ПРИВЕДЁННЫЙ ОТРЫВОК:
— Был, сколько знаю, — отвечал Чаадаев по всей справедливости.
— Ну так теперь я вижу, — продолжал государь и прибавил: — Боюсь согрешить, а думаю, что Греч имел участие в семеновском бунте.
Эта догадка пришла в Петербург и пала как свежее зерно на удобренную землю. Кто смел противоречить мнению государя о поводах к этим беспорядкам! Действительно, должна быть тому причиной революционная мысль, да где она таится? Как где? В полковых школах. А кто занес ее? Разумеется, Греч. Началось с того, что число школ ограничилось существующими; новых не заводили, да и в прежних стеснили продолжение уроков, занимая солдат службой. Сколь глубоко вкоренилась в Александре мысль о революционном начале этого дела, явствует из того, что он прогневался на графа Павла Петровича Сухтелена, который сообщил отцу своему (посланнику в Стокгольме) верные сведения о существе этого дела. Отец напечатал их в газетах. Александр думал, что этим хотят прикрыть истину, и во всю жизнь не прощал этого графу П. П. Сухтелену, одному из достойнейших своих слуг и подданных.
К подавлению меня присоединились еще другие обстоятельства и случаи. Известный впоследствии болван и наглец подполковник Лейб-Гренадерекого полка, Дмитрий Потапович Шелехов[30], написал глупые стихи на семеновский бунт, и особенно на Шварца. Стихи эти разошлись по городу в рукописях, без имени сочинителя. Автор был известен, но начальство гвардии хотело его скрыть, и стихи были приписаны мне. «Он не военный, — сказал Бенкендорф, — да и вообще о нем государь нехорошего мнения, так что его щадить?!» Непременно хотели приписать мне участие в подговоре солдат к бунту, — потому только, что я очень часто бывал в училище солдатских дочерей (состоявшем в Семеновском полку), а это ведь была моя служба. Казначеев, дежурный штаб-офицер в гвардейском штабе (ныне сенатор в Москве), не благоволил ко мне за критику на грамматику Российской Академии, которой обиделся дядя его, Шишков. Признаюсь, всех лучше обходился со мной Грибовский (библиотекарь и секретарь комитета 18-го августа). Говорят, он доносил на своего благодетеля Глинку, но Глинка был хотя и невинен, но в какой-то связи с заговорщиками, а я был им чужд совершенно, и Грибовский знал это в точности.

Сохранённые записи
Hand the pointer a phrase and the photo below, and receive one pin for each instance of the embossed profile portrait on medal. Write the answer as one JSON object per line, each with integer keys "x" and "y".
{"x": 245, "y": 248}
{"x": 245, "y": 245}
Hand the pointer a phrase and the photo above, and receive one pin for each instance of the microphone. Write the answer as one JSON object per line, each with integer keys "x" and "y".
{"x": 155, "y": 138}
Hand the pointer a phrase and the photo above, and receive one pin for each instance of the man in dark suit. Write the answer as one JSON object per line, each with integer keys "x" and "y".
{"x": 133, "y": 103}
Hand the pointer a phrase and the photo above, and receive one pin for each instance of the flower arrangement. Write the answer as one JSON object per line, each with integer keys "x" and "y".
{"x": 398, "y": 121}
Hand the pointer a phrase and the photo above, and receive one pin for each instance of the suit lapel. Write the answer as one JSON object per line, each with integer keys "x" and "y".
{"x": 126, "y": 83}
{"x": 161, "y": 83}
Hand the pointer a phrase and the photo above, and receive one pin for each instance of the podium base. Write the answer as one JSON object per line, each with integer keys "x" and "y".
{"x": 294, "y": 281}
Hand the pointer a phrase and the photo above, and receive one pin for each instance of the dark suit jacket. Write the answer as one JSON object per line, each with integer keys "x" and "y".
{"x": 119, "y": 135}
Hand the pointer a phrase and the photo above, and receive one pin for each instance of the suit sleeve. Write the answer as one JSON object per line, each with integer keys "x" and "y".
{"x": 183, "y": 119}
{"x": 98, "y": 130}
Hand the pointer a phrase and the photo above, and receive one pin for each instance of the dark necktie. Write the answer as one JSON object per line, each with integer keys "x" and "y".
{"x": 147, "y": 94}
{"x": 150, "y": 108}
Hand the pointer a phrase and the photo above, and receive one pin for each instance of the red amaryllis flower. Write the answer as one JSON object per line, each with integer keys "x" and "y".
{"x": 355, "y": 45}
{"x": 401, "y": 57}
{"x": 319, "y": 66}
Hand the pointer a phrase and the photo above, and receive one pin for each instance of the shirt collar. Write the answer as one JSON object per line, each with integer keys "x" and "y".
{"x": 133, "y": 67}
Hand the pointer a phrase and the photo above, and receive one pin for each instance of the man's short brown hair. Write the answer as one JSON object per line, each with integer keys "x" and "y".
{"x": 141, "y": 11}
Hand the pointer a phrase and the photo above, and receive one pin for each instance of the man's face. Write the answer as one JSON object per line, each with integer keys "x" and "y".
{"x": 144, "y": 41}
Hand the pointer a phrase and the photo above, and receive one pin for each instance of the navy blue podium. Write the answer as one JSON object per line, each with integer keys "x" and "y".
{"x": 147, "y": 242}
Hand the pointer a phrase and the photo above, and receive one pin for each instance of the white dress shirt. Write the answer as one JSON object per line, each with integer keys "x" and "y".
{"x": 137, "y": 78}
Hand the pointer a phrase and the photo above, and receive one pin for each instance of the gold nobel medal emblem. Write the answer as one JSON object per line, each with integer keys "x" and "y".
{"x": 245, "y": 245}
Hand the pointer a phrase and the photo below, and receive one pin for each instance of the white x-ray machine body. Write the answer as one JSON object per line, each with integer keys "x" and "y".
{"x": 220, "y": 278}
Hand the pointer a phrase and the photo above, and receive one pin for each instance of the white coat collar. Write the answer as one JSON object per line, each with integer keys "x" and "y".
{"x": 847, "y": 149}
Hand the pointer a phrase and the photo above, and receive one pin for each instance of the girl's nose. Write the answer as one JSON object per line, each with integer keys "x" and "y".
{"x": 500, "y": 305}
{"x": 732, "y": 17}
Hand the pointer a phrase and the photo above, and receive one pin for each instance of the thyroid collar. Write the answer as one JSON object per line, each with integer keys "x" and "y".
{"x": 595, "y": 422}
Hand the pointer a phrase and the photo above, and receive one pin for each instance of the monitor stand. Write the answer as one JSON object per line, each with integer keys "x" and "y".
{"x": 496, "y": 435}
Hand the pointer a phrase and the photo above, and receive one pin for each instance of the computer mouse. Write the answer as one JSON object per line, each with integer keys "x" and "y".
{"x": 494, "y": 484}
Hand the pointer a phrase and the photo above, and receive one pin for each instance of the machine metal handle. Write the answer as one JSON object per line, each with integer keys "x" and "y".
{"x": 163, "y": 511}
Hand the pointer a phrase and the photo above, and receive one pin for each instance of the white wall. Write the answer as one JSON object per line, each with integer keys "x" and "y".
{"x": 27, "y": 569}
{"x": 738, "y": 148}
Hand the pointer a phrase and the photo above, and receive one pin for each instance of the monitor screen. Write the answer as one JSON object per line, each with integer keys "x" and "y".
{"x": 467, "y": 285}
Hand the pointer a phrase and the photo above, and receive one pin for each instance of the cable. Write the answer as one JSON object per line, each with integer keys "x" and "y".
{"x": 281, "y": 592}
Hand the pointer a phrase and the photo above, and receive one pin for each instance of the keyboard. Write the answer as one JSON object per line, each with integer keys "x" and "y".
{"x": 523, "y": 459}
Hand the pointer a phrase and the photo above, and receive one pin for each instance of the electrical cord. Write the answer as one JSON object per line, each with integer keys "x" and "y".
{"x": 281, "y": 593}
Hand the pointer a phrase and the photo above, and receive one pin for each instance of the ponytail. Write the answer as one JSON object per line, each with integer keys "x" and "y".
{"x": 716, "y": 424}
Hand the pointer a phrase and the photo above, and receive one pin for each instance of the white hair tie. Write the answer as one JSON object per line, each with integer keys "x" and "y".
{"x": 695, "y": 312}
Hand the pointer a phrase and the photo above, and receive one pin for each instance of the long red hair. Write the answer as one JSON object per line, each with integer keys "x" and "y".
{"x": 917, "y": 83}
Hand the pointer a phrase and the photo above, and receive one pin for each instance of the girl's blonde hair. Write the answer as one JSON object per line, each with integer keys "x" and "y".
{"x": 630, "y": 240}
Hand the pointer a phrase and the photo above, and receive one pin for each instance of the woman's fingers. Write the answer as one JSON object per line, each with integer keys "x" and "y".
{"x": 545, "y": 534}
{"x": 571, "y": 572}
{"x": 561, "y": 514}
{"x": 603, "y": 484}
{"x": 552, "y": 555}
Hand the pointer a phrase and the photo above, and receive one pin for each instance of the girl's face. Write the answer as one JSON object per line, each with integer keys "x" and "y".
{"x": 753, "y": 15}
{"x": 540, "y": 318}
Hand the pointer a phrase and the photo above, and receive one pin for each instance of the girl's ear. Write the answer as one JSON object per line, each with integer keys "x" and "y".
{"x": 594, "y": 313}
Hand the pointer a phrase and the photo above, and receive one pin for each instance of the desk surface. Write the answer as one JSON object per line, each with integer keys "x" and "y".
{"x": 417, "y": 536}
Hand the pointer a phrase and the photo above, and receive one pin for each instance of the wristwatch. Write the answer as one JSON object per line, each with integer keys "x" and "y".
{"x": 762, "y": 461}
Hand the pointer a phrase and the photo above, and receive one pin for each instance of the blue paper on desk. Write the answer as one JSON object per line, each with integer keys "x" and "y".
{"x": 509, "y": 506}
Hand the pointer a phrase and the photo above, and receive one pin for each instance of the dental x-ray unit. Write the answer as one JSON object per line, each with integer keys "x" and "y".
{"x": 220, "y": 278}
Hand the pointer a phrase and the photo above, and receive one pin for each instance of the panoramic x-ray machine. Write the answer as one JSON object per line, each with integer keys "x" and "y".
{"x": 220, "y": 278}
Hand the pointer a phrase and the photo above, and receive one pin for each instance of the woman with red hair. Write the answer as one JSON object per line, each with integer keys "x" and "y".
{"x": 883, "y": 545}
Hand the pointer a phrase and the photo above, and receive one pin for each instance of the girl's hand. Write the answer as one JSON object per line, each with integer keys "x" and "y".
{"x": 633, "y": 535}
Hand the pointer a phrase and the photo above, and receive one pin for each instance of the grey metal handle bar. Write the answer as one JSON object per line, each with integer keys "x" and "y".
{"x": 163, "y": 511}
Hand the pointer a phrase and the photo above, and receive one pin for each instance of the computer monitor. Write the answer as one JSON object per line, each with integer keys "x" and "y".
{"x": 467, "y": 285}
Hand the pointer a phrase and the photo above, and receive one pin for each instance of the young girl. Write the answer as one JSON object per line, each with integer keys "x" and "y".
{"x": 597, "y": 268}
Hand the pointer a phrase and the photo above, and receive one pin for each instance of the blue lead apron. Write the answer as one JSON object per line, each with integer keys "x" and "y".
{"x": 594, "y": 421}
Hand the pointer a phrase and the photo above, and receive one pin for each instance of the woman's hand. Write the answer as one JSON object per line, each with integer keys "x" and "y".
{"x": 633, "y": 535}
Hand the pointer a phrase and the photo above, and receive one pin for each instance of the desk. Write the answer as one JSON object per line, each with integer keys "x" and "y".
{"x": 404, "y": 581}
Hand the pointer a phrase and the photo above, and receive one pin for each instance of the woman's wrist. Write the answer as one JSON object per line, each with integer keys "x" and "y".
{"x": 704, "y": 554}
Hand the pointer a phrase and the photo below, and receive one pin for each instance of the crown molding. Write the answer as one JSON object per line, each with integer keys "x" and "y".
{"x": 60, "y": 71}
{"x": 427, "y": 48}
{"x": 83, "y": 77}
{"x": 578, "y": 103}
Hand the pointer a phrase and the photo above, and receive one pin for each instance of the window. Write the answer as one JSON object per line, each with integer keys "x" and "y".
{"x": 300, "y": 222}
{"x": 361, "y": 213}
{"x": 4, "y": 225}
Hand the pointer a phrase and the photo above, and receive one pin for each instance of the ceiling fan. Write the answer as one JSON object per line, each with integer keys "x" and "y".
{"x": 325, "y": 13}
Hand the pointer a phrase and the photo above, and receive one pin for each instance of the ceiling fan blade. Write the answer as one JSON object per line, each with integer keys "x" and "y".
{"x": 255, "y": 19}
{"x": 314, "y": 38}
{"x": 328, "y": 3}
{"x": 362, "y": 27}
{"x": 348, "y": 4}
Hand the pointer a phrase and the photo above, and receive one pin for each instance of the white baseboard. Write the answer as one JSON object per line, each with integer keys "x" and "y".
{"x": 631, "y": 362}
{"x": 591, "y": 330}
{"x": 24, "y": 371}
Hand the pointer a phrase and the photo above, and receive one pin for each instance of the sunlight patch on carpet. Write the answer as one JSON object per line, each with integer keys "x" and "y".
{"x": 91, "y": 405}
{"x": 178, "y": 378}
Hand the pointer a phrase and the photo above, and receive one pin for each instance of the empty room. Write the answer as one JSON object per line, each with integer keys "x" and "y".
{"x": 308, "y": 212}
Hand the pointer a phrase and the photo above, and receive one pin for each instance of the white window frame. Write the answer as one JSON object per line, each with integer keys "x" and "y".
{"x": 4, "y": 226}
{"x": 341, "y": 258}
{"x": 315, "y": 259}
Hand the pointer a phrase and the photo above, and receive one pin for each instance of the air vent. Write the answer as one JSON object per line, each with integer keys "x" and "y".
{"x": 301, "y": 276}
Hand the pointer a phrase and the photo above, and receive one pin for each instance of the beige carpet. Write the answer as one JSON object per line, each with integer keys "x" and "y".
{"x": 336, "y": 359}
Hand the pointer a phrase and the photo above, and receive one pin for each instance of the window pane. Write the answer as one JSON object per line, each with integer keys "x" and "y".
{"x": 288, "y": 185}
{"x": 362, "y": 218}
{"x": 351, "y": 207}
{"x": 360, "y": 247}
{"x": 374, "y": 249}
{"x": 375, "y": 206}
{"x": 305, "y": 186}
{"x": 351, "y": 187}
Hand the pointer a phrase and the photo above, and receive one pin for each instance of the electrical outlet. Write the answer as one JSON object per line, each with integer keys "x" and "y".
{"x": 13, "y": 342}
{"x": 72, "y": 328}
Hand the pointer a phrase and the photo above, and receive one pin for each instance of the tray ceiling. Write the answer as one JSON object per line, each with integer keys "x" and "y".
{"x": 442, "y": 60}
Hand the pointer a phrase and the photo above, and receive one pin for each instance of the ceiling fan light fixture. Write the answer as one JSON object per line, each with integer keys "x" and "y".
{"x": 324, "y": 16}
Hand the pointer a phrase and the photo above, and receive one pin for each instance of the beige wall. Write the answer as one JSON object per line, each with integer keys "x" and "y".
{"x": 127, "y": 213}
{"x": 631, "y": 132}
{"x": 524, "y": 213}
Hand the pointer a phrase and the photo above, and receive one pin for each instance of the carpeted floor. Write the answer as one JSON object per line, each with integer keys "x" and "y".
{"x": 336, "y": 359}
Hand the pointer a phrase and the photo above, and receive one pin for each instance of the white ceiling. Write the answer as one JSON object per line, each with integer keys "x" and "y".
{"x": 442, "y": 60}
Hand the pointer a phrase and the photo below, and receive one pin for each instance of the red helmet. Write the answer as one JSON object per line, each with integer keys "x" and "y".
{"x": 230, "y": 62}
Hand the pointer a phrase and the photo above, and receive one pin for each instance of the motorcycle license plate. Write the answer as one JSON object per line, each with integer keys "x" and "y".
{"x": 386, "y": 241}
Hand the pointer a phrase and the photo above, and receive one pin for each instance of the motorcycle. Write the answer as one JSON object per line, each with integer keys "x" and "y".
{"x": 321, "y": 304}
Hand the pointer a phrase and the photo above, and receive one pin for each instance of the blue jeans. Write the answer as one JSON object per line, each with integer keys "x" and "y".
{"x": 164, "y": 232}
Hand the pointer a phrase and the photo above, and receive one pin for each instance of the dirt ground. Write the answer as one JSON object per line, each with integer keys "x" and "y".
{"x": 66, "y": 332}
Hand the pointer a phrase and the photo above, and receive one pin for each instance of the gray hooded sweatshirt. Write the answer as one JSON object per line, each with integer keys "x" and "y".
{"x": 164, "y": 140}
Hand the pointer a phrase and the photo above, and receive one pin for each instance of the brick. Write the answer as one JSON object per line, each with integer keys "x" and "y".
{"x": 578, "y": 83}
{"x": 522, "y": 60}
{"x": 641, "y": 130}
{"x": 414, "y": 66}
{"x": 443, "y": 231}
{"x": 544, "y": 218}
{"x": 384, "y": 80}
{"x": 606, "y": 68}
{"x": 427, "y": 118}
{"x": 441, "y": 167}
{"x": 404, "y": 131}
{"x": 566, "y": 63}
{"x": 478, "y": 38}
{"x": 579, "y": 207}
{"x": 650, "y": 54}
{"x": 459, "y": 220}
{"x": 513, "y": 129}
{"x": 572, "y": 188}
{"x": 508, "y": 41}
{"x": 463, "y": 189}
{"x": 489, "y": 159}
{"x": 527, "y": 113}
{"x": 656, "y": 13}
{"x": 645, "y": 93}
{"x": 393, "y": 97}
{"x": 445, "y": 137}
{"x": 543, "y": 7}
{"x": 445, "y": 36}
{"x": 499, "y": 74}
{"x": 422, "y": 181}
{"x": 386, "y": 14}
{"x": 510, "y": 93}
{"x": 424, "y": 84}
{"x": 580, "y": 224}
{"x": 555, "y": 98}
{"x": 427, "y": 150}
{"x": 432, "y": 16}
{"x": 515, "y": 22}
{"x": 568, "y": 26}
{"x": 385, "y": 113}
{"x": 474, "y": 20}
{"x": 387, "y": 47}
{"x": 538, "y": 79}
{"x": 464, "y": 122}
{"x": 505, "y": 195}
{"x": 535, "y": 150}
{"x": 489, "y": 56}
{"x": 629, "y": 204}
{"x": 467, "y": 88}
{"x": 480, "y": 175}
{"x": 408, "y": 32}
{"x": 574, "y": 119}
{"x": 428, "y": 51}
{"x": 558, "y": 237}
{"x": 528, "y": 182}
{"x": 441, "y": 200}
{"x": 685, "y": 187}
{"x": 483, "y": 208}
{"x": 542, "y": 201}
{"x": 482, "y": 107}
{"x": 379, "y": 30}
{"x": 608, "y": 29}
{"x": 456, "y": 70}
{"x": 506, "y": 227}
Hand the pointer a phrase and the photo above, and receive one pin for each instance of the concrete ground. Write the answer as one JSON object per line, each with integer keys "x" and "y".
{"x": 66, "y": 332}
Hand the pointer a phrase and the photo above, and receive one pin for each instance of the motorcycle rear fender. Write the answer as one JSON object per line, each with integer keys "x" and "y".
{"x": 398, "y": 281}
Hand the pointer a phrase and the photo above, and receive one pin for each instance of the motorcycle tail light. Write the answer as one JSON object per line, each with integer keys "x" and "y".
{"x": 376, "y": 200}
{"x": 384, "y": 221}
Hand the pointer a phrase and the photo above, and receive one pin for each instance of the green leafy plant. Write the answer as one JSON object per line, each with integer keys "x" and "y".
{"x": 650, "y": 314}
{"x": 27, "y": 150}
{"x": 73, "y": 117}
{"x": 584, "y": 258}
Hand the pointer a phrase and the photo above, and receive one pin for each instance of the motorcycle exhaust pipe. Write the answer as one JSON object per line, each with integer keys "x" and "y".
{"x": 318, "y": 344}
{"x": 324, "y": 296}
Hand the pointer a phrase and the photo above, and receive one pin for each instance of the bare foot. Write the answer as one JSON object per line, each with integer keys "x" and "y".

ЧТО СДЕЛАТЬ:
#1 Обнови отрывок о семёновском бунте: перепиши его от слов «Эта догадка пришла» до слов «слуг и подданных.» включительно, заменив «полковых школах» на «солдатских школах».
#2 Выбери из списка все строки, в которых есть слово «desk», и выпиши их. Заглавные и строчные буквы различаются.

РЕШЕНИЯ ПО ЗАДАНИЯМ:
#1
Эта догадка пришла в Петербург и пала как свежее зерно на удобренную землю. Кто смел противоречить мнению государя о поводах к этим беспорядкам! Действительно, должна быть тому причиной революционная мысль, да где она таится? Как где? В солдатских школах. А кто занес ее? Разумеется, Греч. Началось с того, что число школ ограничилось существующими; новых не заводили, да и в прежних стеснили продолжение уроков, занимая солдат службой. Сколь глубоко вкоренилась в Александре мысль о революционном начале этого дела, явствует из того, что он прогневался на графа Павла Петровича Сухтелена, который сообщил отцу своему (посланнику в Стокгольме) верные сведения о существе этого дела. Отец напечатал их в газетах. Александр думал, что этим хотят прикрыть истину, и во всю жизнь не прощал этого графу П. П. Сухтелену, одному из достойнейших своих слуг и подданных.

#2
Hand the pointer a phrase and the photo above, and receive one pin for each instance of the desk surface. Write the answer as one JSON object per line, each with integer keys "x" and "y".
Hand the pointer a phrase and the photo above, and receive one pin for each instance of the blue paper on desk. Write the answer as one JSON object per line, each with integer keys "x" and "y".
Hand the pointer a phrase and the photo above, and receive one pin for each instance of the desk. Write the answer as one JSON object per line, each with integer keys "x" and "y".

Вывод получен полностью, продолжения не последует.